* start Available data *

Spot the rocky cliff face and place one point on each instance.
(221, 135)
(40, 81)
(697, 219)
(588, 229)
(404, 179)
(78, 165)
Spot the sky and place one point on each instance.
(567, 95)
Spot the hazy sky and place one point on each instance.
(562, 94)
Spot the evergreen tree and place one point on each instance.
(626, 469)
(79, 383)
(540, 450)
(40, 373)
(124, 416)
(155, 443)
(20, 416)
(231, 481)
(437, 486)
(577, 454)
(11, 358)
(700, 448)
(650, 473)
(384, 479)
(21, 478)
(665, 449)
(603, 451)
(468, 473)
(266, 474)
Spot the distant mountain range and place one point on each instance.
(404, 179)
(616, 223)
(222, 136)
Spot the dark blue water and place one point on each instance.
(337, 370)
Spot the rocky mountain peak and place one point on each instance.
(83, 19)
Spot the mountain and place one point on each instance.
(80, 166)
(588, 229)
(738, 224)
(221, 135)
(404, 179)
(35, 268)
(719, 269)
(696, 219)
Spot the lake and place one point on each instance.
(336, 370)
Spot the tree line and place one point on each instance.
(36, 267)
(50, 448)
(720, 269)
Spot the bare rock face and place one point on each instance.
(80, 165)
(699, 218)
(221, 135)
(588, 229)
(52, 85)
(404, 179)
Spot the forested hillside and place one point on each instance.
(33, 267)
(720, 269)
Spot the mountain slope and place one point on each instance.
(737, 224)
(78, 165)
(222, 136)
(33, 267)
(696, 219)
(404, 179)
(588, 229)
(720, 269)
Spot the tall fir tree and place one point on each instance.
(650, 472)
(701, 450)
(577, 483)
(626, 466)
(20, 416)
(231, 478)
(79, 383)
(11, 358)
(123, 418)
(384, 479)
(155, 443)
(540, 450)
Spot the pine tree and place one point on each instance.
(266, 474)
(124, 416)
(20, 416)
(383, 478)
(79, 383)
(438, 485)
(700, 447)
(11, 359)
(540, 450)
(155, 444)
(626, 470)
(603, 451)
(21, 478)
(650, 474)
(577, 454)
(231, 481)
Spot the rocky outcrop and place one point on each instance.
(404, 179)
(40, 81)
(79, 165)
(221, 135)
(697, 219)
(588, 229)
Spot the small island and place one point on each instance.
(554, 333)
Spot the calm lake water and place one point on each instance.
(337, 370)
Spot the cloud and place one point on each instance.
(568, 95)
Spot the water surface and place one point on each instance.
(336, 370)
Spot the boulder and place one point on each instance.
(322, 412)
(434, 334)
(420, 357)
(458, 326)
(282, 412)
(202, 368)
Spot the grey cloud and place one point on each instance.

* end Available data *

Description of the task :: Can you copy the entries word for word, starting with the line that contains "Spot the boulder" and going on through the final line of the entries, with both of those lines included?

Exercise answer ::
Spot the boulder and place one point on each instance.
(322, 412)
(434, 334)
(420, 357)
(458, 326)
(282, 412)
(202, 368)
Spot the grey cloud and place one point on each instance.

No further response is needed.